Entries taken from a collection
------------------------------------

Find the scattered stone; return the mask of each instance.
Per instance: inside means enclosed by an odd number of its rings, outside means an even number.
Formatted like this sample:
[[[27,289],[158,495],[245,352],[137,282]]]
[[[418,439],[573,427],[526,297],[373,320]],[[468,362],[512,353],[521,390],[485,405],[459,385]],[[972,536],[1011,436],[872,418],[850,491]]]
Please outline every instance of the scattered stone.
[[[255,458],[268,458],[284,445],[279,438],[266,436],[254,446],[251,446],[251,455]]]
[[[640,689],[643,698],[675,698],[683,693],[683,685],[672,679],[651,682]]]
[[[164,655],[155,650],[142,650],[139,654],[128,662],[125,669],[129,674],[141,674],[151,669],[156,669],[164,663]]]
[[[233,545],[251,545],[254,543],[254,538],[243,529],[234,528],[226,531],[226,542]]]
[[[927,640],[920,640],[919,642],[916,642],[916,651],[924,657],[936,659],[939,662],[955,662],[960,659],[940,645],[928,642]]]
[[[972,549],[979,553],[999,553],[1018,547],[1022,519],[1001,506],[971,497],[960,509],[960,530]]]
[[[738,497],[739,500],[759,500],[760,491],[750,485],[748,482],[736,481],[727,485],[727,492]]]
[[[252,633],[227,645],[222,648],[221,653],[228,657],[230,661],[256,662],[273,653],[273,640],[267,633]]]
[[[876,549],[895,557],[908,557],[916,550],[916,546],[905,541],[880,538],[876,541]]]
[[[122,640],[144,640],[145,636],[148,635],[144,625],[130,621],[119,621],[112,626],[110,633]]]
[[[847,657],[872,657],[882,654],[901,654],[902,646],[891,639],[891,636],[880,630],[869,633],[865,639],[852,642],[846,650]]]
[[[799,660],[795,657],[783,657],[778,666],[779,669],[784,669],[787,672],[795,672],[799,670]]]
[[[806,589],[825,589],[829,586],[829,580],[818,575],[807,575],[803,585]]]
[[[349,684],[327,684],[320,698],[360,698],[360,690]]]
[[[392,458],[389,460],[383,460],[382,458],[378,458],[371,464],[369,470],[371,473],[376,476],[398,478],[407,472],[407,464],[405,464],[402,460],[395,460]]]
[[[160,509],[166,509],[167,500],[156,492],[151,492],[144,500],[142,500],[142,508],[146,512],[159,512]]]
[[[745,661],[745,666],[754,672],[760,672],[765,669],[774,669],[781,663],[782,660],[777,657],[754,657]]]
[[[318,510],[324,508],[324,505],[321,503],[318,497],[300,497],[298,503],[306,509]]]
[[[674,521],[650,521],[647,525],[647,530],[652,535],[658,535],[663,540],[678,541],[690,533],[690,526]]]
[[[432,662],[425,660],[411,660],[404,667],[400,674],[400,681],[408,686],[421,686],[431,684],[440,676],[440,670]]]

------------------------------------

- DESCRIPTION OF THE TASK -
Output all of the material, please, exactly as it stands.

- SOLUTION -
Find the scattered stone; return the mask of each instance.
Per instance: inside means enclosed by an odd number of its rings, outside means an even number.
Formatted like this sample:
[[[27,289],[158,495],[245,352],[137,282]]]
[[[418,439],[573,427],[526,297],[373,320]],[[468,362],[512,353],[521,390],[485,405],[459,385]],[[972,536],[1011,436],[872,418],[850,491]]]
Please outline every instance of the scattered stone.
[[[255,458],[268,458],[284,445],[279,438],[266,436],[254,446],[251,446],[251,455]]]
[[[640,689],[643,698],[675,698],[683,693],[683,685],[672,679],[651,682]]]
[[[164,655],[155,650],[142,650],[139,654],[128,662],[125,669],[129,674],[141,674],[151,669],[156,669],[164,663]]]
[[[233,545],[251,545],[254,543],[254,538],[243,529],[234,528],[226,531],[226,542]]]
[[[927,640],[920,640],[919,642],[916,642],[916,651],[924,657],[936,659],[939,662],[955,662],[960,659],[940,645],[928,642]]]
[[[972,549],[979,553],[999,553],[1018,547],[1022,519],[1001,506],[971,497],[960,509],[960,530]]]
[[[738,497],[739,500],[759,500],[760,491],[750,485],[748,482],[736,481],[727,485],[727,492]]]
[[[252,633],[227,645],[222,648],[221,653],[228,657],[230,661],[256,662],[273,653],[273,640],[267,633]]]
[[[876,549],[895,557],[908,557],[916,550],[916,546],[905,541],[880,538],[876,541]]]
[[[122,640],[144,640],[145,636],[148,635],[144,625],[130,621],[119,621],[112,626],[110,633]]]
[[[847,657],[872,657],[882,654],[901,654],[902,646],[891,639],[891,636],[880,630],[869,633],[865,639],[852,642],[846,650]]]
[[[799,660],[795,657],[783,657],[778,666],[779,669],[784,669],[787,672],[795,672],[799,670]]]
[[[806,589],[825,589],[829,586],[829,580],[818,575],[807,575],[803,585]]]
[[[349,684],[327,684],[320,698],[360,698],[360,690]]]
[[[392,458],[389,460],[383,460],[382,458],[378,458],[371,464],[369,470],[371,473],[376,476],[398,478],[407,472],[407,464],[405,464],[402,460],[395,460]]]
[[[160,509],[166,509],[167,500],[156,492],[151,492],[144,500],[142,500],[142,508],[146,512],[159,512]]]
[[[745,661],[745,666],[754,672],[760,672],[765,669],[774,669],[781,663],[782,660],[777,657],[754,657]]]
[[[318,510],[324,508],[324,505],[321,503],[318,497],[300,497],[298,503],[306,509]]]
[[[674,521],[650,521],[647,525],[647,530],[652,535],[658,535],[663,540],[678,541],[690,533],[690,526]]]
[[[432,662],[425,660],[411,660],[404,667],[400,674],[400,681],[408,686],[421,686],[431,684],[440,676],[440,670]]]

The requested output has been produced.